* Passage provided:
════════════════════

Setting Up Triple Integrals

• To set up a triple integral in spherical coordinates, follow these steps:
  1. Identify the region of integration and its boundaries in terms of $r$, $\theta$, and $\phi$
  2. Determine the order of integration (usually $dr$, $d\theta$, $d\phi$, but it may vary depending on the region)
  3. Write the integral with the appropriate limits of integration and the Jacobian determinant $r^2 \sin\theta$
  4. Express the integrand in terms of spherical coordinates $(r, \theta, \phi)$ if necessary
• The general form of a triple integral in spherical coordinates is: $\iiint_E f(r, \theta, \phi) \, r^2 \sin\theta \, dr \, d\theta \, d\phi$ where $E$ is the region of integration and $f(r, \theta, \phi)$ is the integrand
• When setting up the limits of integration, consider the following:
  • The radial distance $r$ typically ranges from a minimum value $r_1$ to a maximum value $r_2$
  • The polar angle $\theta$ ranges from a minimum value $\theta_1$ to a maximum value $\theta_2$, often 0 to $\pi$
  • The azimuthal angle $\phi$ ranges from a minimum value $\phi_1$ to a maximum value $\phi_2$, often 0 to $2\pi$
• If the region has symmetry, the limits of integration may simplify:
  • For rotational symmetry about the $z$-axis, the limits for $\phi$ may reduce to 0 to $2\pi$
  • For reflection symmetry about the $xy$-plane, the limits for $\theta$ may reduce to 0 to $\pi/2$

Integration Techniques

• When evaluating triple integrals in spherical coordinates, use the following techniques:
  1. Integrate with respect to $r$ first, treating $\theta$ and $\phi$ as constants
  2. Integrate with respect to $\theta$ next, treating $\phi$ as a constant
  3. Integrate with respect to $\phi$ last
• If the integrand and region of integration have symmetry, simplify the integral:
  • For rotational symmetry about the $z$-axis, the integral with respect to $\phi$ may simplify to a constant multiple of $2\pi$
  • For reflection symmetry about the $xy$-plane, the integral with respect to $\theta$ may simplify to twice the integral from 0 to $\pi/2$
• Use substitution or other integration techniques as needed for each variable
  • For integrals involving trigonometric functions of $\theta$, substitution with $u = \cos\theta$ or $u = \sin\theta$ may be helpful
• If the integrand is a vector-valued function $\vec{F}(r, \theta, \phi)$, integrate each component separately
• Remember to include the Jacobian determinant $r^2 \sin\theta$ in the integral
• Evaluate the limits of integration in the order $d\phi$, $d\theta$, $dr$ to obtain the final result

Real-World Applications

• Triple integrals in spherical coordinates have numerous applications in science and engineering, including:
  • Calculating the volume of objects with spherical symmetry (spheres, ellipsoids, and regions bounded by spherical surfaces)

════════════════════

* Listing:

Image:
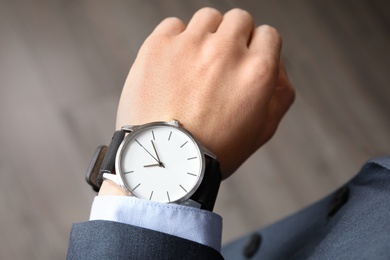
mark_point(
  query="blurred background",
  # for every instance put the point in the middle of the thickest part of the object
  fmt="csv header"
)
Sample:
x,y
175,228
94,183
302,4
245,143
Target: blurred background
x,y
62,68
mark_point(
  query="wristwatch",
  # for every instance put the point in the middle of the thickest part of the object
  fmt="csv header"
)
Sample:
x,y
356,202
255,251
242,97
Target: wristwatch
x,y
161,162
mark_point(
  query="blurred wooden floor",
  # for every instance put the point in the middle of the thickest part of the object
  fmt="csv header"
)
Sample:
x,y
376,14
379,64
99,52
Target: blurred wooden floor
x,y
62,67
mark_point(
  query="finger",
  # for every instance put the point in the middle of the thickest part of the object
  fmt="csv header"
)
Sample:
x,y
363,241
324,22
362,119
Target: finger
x,y
170,26
266,43
206,20
237,24
279,104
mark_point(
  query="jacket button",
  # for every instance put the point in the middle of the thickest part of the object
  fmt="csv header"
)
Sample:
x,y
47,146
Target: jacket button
x,y
340,198
252,245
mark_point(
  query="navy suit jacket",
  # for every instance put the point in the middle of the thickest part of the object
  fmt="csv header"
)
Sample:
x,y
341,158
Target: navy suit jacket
x,y
351,223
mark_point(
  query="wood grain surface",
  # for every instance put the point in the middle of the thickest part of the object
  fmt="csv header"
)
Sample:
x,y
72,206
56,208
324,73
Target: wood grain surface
x,y
62,68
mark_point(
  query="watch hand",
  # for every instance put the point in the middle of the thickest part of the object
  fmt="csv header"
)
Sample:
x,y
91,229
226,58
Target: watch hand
x,y
159,161
152,165
147,151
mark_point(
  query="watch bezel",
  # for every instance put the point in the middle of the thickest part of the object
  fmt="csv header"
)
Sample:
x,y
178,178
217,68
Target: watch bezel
x,y
135,130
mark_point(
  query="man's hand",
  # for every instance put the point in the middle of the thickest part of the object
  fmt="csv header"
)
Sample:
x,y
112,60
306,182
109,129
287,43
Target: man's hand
x,y
219,76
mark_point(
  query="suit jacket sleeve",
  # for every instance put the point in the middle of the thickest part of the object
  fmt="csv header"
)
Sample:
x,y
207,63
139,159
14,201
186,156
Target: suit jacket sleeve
x,y
112,240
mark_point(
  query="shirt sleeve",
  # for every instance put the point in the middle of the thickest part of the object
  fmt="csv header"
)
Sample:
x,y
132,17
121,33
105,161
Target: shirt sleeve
x,y
190,223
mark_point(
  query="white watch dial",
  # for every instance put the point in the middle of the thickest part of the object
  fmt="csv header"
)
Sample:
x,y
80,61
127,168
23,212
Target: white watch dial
x,y
160,163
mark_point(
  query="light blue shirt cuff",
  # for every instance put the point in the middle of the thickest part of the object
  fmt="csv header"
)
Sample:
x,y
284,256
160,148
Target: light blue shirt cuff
x,y
190,223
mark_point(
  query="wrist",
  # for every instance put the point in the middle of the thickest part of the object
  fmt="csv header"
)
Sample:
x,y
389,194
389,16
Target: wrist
x,y
110,188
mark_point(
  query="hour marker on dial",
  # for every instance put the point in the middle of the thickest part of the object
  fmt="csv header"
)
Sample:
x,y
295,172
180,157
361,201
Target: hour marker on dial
x,y
136,186
169,199
183,188
183,144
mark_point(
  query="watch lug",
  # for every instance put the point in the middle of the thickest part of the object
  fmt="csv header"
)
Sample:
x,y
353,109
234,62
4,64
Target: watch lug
x,y
128,128
175,122
191,203
209,153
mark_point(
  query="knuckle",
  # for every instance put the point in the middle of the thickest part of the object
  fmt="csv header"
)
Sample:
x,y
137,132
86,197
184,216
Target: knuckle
x,y
271,32
209,11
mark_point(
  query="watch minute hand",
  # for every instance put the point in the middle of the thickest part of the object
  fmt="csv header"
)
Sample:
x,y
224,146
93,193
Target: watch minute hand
x,y
147,151
155,150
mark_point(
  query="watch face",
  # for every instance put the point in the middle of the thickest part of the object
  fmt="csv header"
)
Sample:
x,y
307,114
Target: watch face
x,y
160,162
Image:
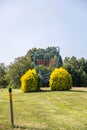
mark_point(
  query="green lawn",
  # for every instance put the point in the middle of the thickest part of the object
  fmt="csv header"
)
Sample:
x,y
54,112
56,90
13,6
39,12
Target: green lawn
x,y
45,110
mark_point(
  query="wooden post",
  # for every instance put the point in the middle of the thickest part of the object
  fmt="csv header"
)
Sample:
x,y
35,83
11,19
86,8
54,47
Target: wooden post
x,y
11,107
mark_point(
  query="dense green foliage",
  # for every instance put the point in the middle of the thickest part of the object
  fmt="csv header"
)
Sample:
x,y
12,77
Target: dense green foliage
x,y
10,75
29,81
78,69
60,79
16,70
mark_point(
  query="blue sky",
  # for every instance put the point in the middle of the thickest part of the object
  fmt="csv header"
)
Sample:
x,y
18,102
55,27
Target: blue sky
x,y
25,24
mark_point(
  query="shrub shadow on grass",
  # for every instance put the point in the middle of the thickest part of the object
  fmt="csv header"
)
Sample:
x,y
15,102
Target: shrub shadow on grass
x,y
27,128
84,91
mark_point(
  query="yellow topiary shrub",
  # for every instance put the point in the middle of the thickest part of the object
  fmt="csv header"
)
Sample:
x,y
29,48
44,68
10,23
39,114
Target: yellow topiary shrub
x,y
29,81
60,79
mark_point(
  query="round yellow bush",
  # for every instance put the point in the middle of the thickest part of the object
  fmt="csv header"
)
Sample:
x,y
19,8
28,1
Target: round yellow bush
x,y
29,81
60,80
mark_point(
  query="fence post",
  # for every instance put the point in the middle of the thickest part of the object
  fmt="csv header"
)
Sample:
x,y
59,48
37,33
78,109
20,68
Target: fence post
x,y
11,107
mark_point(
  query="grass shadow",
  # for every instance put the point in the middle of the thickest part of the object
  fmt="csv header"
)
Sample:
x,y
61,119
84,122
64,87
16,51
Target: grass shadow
x,y
27,128
84,91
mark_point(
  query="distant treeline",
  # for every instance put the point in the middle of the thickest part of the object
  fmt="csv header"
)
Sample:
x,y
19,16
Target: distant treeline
x,y
10,75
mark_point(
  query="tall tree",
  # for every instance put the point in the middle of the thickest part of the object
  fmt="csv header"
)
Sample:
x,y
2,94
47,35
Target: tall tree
x,y
17,69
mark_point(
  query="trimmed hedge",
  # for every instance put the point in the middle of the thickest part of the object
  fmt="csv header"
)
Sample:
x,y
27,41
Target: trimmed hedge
x,y
60,80
29,81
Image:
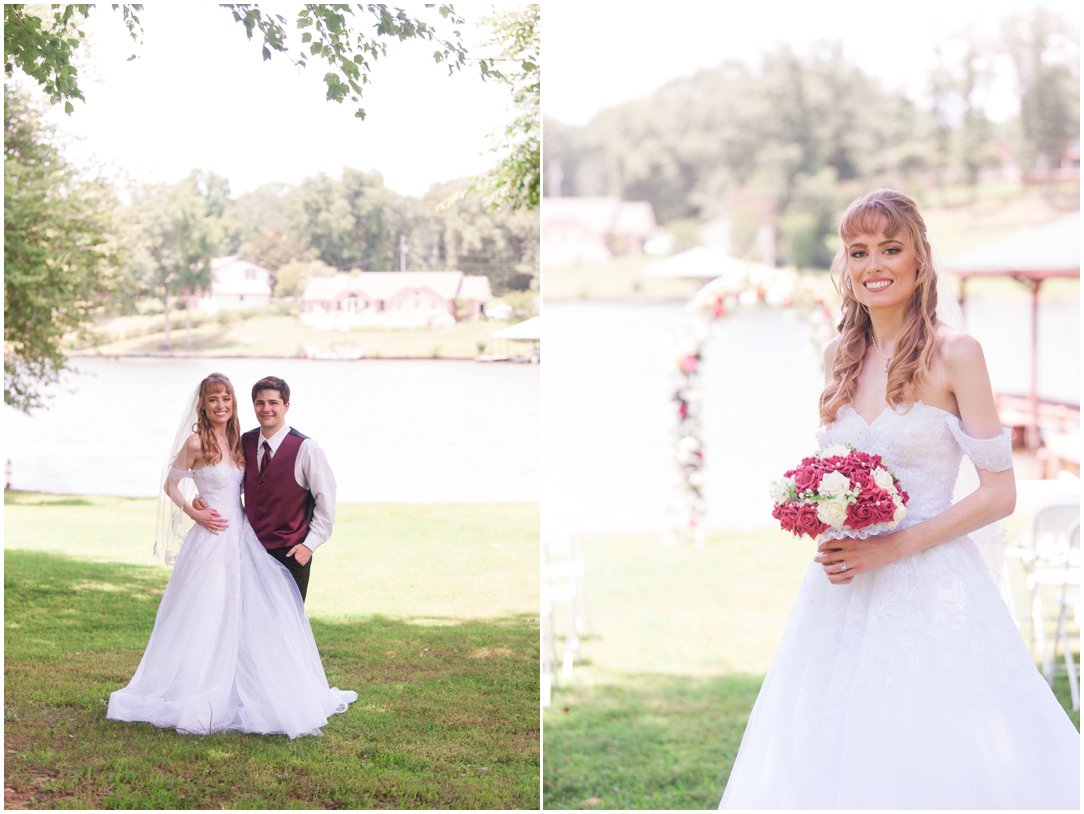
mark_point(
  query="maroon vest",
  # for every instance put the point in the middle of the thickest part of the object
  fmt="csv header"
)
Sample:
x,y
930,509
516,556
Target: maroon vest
x,y
278,508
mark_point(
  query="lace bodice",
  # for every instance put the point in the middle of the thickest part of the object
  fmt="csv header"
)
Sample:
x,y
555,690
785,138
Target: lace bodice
x,y
220,486
923,446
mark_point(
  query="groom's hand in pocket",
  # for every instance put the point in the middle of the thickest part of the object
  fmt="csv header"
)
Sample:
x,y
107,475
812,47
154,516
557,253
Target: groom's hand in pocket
x,y
300,553
207,517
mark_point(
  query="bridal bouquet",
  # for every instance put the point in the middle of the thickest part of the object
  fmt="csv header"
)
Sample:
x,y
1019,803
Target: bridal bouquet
x,y
839,488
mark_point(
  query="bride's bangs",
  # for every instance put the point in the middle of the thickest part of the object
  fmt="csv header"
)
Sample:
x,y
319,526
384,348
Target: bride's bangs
x,y
872,217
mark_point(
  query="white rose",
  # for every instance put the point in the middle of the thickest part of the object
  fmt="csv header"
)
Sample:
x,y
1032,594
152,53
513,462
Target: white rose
x,y
837,450
834,485
833,512
782,489
882,478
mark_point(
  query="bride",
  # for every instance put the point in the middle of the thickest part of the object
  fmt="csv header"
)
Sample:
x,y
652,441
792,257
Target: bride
x,y
901,681
231,648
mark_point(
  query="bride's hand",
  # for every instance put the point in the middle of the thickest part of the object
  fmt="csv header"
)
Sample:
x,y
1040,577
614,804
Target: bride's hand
x,y
207,517
842,559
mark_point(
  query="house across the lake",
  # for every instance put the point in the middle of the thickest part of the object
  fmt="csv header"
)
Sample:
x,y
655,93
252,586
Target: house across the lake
x,y
399,298
236,283
594,230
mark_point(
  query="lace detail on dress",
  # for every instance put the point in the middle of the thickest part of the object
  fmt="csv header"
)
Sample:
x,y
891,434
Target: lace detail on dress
x,y
992,454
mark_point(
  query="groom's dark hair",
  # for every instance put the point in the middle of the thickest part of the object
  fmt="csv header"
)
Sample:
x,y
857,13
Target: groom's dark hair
x,y
272,383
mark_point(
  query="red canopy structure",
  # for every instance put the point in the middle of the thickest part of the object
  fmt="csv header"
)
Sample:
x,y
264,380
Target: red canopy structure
x,y
1030,257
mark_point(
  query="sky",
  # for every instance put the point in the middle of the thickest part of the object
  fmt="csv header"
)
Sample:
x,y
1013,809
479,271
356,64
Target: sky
x,y
596,55
199,95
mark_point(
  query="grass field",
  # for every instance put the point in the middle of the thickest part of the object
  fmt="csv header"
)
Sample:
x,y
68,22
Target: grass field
x,y
679,643
430,612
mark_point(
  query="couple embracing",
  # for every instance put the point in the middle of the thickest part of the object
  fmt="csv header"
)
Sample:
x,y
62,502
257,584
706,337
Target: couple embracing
x,y
231,647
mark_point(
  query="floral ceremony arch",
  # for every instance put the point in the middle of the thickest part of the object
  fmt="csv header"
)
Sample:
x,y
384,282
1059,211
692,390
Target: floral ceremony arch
x,y
752,286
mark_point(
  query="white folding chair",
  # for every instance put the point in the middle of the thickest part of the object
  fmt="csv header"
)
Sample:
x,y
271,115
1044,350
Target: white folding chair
x,y
1069,603
1053,560
564,604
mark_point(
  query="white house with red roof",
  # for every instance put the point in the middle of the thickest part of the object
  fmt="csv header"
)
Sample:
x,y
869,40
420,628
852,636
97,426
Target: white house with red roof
x,y
594,230
236,283
400,298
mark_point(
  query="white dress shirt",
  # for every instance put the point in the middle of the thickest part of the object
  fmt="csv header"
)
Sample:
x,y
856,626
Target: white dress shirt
x,y
312,472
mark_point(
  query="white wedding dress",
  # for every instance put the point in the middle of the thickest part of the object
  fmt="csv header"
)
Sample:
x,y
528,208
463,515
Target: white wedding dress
x,y
910,687
231,647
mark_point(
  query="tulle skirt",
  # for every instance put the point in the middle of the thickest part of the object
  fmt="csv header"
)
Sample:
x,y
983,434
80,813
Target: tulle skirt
x,y
908,688
231,647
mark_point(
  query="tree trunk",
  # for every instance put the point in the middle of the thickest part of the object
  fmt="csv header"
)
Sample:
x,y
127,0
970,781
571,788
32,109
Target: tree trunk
x,y
166,344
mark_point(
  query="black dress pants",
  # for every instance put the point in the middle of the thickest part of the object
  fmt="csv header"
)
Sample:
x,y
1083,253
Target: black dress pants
x,y
299,572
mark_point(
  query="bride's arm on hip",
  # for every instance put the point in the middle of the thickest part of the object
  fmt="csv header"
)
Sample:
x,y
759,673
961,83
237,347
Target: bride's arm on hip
x,y
965,373
184,461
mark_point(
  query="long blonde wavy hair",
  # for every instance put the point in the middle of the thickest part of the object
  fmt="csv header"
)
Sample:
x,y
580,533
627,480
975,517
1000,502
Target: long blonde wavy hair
x,y
206,431
890,211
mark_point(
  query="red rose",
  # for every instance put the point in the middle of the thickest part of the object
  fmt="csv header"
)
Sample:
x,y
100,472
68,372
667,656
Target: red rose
x,y
805,477
787,515
808,522
884,511
860,514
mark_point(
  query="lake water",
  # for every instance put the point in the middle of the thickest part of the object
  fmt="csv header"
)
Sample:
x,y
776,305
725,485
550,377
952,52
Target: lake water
x,y
607,415
394,430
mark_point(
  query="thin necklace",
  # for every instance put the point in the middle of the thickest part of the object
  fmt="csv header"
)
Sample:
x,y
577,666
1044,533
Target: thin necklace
x,y
888,360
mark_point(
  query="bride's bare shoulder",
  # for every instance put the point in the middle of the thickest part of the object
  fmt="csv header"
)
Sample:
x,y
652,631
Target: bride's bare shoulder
x,y
956,348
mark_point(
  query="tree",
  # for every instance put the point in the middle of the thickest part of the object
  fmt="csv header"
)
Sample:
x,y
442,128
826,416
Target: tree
x,y
333,34
1045,54
61,254
182,228
516,181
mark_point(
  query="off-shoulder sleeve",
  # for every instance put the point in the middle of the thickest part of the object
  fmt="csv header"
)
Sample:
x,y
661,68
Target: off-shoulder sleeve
x,y
992,454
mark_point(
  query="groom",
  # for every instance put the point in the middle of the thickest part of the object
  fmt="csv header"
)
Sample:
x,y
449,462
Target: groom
x,y
289,489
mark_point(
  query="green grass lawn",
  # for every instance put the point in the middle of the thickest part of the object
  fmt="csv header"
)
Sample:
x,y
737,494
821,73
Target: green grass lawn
x,y
679,643
429,611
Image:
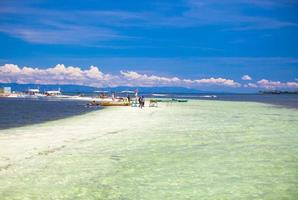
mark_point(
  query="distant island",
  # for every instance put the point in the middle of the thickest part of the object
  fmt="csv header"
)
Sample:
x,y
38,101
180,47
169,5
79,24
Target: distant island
x,y
278,92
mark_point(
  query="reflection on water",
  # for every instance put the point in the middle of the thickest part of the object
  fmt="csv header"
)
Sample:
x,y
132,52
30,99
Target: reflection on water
x,y
19,112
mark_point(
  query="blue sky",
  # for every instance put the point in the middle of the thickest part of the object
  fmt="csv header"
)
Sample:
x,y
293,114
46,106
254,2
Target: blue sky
x,y
188,39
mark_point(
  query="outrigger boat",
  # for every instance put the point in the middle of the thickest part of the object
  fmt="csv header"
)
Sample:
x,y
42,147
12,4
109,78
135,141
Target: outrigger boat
x,y
109,103
171,100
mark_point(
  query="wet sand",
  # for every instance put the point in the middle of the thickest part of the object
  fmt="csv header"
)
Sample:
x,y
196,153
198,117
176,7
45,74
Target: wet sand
x,y
195,150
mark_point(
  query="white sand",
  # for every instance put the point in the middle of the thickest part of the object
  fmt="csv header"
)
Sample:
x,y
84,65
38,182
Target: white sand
x,y
194,150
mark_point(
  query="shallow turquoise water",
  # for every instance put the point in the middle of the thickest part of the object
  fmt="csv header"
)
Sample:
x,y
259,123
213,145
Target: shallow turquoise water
x,y
196,150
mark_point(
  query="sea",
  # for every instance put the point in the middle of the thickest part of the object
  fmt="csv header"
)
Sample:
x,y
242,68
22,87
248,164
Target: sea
x,y
16,112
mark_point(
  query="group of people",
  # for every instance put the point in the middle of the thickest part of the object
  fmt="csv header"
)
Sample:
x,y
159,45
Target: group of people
x,y
141,101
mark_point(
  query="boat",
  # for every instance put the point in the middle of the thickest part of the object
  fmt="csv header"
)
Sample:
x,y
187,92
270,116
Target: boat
x,y
109,103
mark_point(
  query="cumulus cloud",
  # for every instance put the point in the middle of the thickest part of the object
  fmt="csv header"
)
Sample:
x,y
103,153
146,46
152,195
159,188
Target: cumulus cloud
x,y
251,85
93,76
60,74
268,84
246,78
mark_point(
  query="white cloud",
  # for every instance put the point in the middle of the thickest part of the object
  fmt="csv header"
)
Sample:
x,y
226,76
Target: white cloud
x,y
264,83
246,78
218,81
60,74
251,85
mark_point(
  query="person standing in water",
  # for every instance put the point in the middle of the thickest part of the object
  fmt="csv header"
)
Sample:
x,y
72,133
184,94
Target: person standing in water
x,y
143,101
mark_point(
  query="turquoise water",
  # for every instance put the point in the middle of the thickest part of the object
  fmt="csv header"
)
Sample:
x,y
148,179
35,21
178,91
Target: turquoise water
x,y
194,150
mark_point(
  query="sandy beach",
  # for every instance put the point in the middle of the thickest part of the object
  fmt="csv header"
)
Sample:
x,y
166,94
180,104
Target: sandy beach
x,y
194,150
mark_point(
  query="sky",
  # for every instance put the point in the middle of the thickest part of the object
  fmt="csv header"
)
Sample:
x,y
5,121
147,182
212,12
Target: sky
x,y
218,45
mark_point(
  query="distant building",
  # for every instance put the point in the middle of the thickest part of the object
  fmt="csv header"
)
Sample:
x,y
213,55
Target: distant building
x,y
5,90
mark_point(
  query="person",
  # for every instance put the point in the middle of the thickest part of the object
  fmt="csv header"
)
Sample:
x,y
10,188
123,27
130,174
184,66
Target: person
x,y
143,101
140,102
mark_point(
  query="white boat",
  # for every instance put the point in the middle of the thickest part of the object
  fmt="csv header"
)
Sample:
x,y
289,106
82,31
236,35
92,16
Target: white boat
x,y
159,95
33,93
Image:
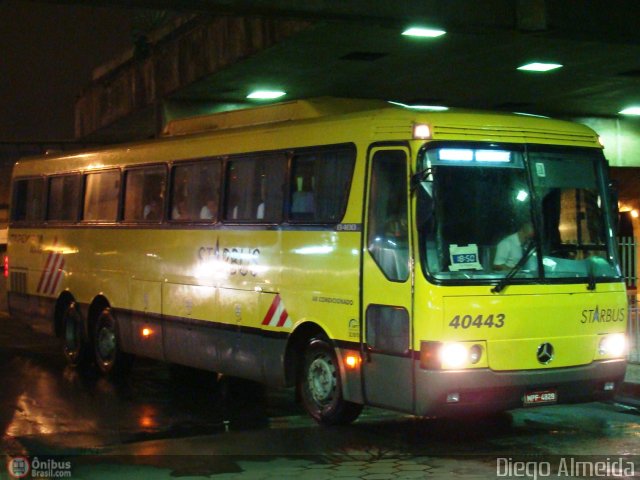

════════════════════

* Task description:
Answer these from the passage on triple integrals in spherical coordinates:
(a) What Jacobian determinant must be included in the integral?
(b) What range does the polar angle θ often have?
(c) Which substitutions may help with integrals involving trigonometric functions of θ?

* Task solution:
(a) r² sin θ
(b) 0 to π
(c) u = cos θ or u = sin θ